Return verbatim the lines of the material below, starting at the line that contains "of the gilded" and ending at the line that contains "of the leafy", with both of those lines included.

■ ■ ■ ■ ■ ■ ■

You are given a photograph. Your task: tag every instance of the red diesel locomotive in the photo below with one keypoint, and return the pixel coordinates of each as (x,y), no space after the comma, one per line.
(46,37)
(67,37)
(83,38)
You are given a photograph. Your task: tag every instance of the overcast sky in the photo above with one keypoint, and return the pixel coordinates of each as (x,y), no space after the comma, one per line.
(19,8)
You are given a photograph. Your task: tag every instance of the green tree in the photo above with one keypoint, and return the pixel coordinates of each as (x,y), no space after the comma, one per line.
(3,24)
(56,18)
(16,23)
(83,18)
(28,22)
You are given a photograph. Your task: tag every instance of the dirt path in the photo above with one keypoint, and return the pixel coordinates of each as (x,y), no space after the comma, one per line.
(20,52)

■ ■ ■ ■ ■ ■ ■

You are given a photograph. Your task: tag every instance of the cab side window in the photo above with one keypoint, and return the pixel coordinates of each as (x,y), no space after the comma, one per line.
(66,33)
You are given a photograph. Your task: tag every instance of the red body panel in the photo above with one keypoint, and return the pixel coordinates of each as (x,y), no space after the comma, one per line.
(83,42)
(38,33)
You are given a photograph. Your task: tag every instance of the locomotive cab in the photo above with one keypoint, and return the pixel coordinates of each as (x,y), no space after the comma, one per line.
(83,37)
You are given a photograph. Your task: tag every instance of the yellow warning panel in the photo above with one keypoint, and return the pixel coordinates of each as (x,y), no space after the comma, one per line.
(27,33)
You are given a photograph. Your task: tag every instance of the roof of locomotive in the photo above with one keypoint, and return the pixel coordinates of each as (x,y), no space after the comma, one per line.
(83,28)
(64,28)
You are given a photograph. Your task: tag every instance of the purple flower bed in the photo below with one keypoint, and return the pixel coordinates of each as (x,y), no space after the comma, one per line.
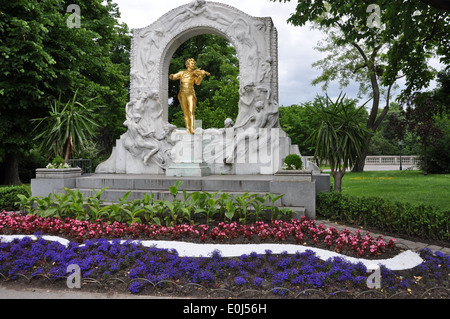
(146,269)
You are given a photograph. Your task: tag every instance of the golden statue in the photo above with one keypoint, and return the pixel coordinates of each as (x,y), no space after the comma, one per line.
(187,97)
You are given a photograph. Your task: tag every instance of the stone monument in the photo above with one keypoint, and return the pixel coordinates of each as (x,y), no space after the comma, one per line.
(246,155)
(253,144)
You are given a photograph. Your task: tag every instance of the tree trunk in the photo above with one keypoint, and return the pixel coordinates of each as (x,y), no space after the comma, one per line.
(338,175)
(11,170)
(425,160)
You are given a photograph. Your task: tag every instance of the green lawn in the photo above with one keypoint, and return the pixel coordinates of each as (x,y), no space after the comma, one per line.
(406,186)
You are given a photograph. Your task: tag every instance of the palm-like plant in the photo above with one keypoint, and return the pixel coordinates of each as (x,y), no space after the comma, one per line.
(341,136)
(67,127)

■ ■ ■ ■ ■ ■ ■

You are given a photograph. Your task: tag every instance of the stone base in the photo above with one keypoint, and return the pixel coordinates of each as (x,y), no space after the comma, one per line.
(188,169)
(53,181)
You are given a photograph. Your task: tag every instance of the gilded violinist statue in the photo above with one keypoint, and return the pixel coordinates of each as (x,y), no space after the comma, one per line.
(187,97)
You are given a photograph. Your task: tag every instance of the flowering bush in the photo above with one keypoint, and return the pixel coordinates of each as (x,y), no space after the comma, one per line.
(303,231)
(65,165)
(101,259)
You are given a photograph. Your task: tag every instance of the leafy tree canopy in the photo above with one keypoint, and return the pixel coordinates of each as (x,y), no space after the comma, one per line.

■ ■ ■ ■ ■ ■ ■

_SOLUTION TO THIS EXERCISE_.
You are given a photograph. Your task: tag every instance of the gilded violinist statue in the photo above with one keypoint, and return the pixel coordinates of each as (x,y), no space after the comma, one per line.
(187,97)
You are given a photograph. Your task: tag every instance of the flowering bush in the photo above with one keypoint, and return the pixel coordinates of each as (x,y), no space after the comma, one per line.
(303,231)
(65,165)
(101,259)
You are given a photograph. Your task: tag every instance of the leafy tree canopy in the photo above with one keypoint, and return the pixel coordinates of each as (x,y), no space after the comma, one per line.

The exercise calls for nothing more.